- **Exercise objective**: Make a verbatim copy of the records; pictures stay out.

═════ Available data ═════

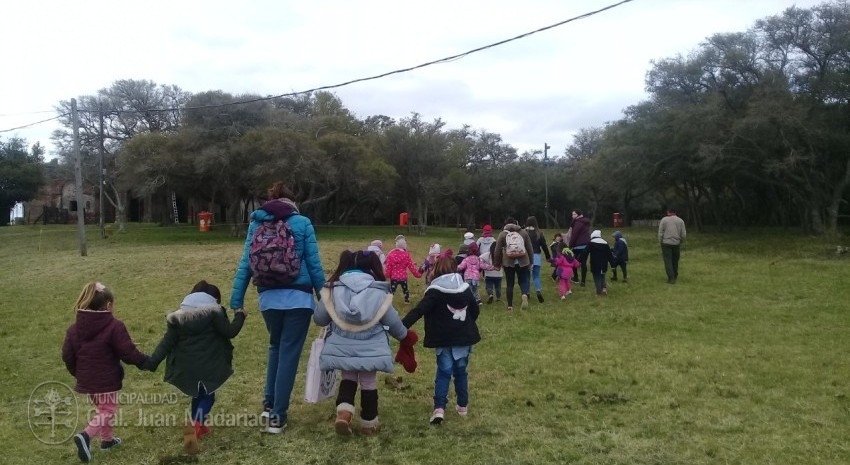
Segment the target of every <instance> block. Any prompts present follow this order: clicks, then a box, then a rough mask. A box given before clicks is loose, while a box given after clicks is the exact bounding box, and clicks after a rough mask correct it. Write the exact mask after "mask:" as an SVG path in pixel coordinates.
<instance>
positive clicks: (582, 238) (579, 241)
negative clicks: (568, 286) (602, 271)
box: [569, 208, 590, 287]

═════

- **Response below**:
Segment the target of every <instance> block. Any prompts present follow this order: clicks, then a box, then a rough mask. A box given before clicks is loose, while a box given after clicks is the exact bounding box, and clicks after a rough mask correct it. Write the exact mask after "mask:" as an SVG path in pixel coordinates.
<instance>
positive clicks: (582, 238) (579, 241)
negative clicks: (568, 286) (602, 271)
box: [569, 208, 590, 287]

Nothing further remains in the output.